_BRIEF:_ Work out how many lines in the listing below include the word "lamp". Give nothing but the number.

(Beginning of TASK MATERIAL)

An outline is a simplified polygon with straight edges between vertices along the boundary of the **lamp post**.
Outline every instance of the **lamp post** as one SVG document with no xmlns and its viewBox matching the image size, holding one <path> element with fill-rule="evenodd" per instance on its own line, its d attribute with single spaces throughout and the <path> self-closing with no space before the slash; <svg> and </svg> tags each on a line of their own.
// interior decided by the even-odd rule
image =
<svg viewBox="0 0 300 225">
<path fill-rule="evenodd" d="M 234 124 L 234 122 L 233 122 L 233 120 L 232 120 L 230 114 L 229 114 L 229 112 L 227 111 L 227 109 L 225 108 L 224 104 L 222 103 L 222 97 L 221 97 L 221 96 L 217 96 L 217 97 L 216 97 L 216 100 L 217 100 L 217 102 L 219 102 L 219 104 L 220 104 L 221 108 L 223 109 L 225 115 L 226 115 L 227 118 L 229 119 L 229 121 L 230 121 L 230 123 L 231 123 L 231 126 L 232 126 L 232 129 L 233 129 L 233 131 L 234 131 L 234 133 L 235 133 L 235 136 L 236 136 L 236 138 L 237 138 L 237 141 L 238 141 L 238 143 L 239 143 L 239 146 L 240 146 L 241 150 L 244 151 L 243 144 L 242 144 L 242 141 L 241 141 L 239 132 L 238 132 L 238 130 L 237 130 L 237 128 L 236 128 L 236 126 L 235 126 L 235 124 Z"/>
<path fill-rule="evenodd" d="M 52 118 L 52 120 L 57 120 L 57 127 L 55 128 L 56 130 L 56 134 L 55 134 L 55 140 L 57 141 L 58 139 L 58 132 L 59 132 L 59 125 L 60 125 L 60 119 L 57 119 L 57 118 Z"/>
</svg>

(End of TASK MATERIAL)

_SOLUTION:_ 2